▸ **Try it**
Set down again exactly the lines of the listing below that fall between the line holding "Target: concrete post" and the line holding "Target: airplane door", inclusive.

▸ **Recorded data**
=-=-=-=-=

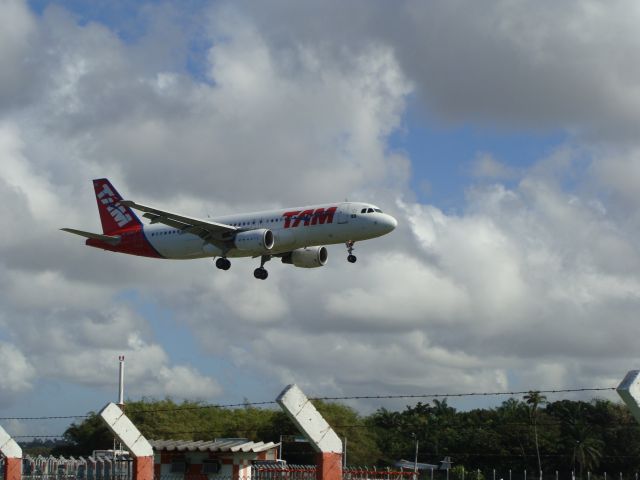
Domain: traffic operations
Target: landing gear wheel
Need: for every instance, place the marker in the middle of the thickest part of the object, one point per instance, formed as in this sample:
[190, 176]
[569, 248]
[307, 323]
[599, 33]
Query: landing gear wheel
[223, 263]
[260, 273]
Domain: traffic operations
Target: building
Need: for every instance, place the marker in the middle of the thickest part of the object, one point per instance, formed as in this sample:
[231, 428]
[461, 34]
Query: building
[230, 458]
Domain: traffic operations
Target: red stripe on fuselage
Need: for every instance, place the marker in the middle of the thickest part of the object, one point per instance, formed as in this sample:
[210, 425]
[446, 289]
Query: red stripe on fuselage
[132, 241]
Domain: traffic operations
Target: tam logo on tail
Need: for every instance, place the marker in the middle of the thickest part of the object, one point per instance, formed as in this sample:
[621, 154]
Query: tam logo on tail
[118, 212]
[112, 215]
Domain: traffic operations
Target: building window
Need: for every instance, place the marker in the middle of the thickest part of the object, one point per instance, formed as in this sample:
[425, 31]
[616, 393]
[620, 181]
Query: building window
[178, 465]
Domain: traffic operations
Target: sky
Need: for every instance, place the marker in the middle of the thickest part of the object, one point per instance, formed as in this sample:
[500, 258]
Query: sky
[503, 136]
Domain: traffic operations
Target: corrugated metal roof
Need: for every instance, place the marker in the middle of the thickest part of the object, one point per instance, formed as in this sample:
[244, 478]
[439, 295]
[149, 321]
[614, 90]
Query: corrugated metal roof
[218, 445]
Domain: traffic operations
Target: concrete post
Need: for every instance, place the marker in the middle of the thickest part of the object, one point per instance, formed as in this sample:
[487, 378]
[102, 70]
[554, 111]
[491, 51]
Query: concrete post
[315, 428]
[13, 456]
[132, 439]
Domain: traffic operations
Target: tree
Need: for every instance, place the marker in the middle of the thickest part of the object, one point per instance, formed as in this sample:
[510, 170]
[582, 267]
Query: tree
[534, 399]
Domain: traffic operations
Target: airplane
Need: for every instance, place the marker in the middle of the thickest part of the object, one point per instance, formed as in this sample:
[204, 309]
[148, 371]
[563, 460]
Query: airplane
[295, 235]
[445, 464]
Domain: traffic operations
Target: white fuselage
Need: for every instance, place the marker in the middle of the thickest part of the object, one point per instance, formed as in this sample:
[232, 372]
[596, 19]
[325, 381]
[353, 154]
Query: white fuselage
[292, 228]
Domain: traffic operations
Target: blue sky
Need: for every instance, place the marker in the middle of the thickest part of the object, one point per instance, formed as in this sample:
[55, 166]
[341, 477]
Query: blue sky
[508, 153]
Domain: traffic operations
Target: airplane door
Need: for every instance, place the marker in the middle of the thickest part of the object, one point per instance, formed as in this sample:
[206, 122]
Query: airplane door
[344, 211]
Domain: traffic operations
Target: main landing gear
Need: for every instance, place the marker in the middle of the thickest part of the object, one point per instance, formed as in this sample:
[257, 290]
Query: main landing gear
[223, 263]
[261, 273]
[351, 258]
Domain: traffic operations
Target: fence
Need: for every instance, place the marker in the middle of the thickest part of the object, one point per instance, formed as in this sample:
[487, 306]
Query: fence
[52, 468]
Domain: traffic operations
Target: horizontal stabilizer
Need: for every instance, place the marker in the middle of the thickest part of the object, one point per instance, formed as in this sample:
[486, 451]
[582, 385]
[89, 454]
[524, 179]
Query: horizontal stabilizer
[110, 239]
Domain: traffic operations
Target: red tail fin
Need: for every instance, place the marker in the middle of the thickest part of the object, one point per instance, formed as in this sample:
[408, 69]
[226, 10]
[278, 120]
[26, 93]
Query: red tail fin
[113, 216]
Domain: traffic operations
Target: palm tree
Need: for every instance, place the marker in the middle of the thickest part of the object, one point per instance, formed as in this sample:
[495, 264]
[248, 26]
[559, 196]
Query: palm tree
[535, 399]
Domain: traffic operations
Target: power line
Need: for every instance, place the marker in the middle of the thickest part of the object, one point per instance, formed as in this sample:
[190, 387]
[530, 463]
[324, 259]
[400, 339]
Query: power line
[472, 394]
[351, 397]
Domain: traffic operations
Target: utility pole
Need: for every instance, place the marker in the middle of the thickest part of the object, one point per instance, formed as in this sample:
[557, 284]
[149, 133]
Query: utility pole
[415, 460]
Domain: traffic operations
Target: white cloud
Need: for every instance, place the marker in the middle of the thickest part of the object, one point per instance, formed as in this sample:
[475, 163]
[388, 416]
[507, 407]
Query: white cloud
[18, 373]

=-=-=-=-=

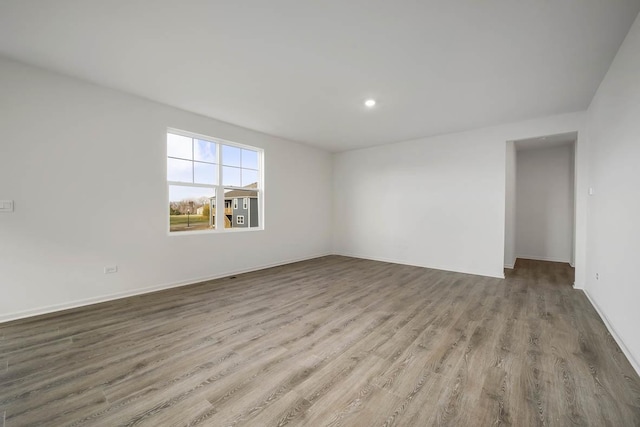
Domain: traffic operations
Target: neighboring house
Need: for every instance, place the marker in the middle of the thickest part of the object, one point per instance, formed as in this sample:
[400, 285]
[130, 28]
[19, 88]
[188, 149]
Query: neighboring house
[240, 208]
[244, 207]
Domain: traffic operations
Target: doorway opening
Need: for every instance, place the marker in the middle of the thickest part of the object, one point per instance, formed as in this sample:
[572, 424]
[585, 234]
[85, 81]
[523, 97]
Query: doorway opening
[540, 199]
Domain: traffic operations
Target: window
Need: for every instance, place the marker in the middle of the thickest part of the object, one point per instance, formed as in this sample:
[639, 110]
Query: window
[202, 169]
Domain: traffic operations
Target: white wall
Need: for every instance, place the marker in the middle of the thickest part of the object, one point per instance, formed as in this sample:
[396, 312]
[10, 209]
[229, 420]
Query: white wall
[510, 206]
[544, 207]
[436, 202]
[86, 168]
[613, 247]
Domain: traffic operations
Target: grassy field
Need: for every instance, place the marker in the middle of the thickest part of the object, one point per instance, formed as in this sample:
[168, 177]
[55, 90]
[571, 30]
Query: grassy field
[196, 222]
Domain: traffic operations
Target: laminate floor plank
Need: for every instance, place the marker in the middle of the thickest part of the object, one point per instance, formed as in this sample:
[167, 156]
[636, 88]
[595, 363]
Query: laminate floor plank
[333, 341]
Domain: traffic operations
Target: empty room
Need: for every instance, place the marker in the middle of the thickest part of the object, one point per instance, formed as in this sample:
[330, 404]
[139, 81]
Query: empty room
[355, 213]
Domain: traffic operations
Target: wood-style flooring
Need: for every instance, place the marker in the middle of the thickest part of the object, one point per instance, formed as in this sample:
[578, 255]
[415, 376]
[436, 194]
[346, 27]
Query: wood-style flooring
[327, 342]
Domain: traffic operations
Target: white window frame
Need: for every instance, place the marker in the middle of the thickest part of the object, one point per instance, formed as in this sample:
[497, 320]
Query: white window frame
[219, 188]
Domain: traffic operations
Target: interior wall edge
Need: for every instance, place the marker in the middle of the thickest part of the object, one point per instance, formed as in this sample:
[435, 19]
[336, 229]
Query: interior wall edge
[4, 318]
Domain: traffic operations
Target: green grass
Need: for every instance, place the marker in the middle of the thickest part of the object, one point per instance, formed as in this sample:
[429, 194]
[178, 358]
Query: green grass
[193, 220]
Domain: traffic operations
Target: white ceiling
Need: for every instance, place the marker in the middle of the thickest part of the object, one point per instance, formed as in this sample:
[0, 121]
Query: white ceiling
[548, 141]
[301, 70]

=-=-=-=-=

▸ **Reply to the exercise**
Target: concrete post
Need: for every instance, place the marker in the middle of the thickest part of the object, one point per instance, formed as in this sample:
[487, 378]
[102, 70]
[554, 111]
[491, 51]
Query: concrete post
[315, 428]
[13, 456]
[132, 439]
Domain: traffic operations
Target: tree
Need: for every instance, place the marker in the middle of the thickest part of the object, one point per instance, formed as in this sample:
[510, 170]
[582, 267]
Query: tree
[534, 399]
Domain: traffic operations
Target: airplane
Need: for every instance, place the marker in the middle of the thickest part of the object, one point per instance, formed as in this sample:
[204, 309]
[148, 371]
[563, 460]
Query: airplane
[295, 235]
[445, 464]
Domain: traffic operations
Target: white fuselage
Need: for every instance, place the marker in the middle of the thickest part of the object, one point per instance, formed as in this sample:
[232, 372]
[596, 19]
[325, 381]
[353, 154]
Query: white fuselage
[292, 228]
Domain: traffic operations
Target: blue sky
Need: for every instance, place the marker in the middle of the thickest part of the object, one point per instance, formed as in this sample:
[55, 166]
[341, 477]
Query: blue sky
[508, 153]
Domain: traffic operations
Target: airplane door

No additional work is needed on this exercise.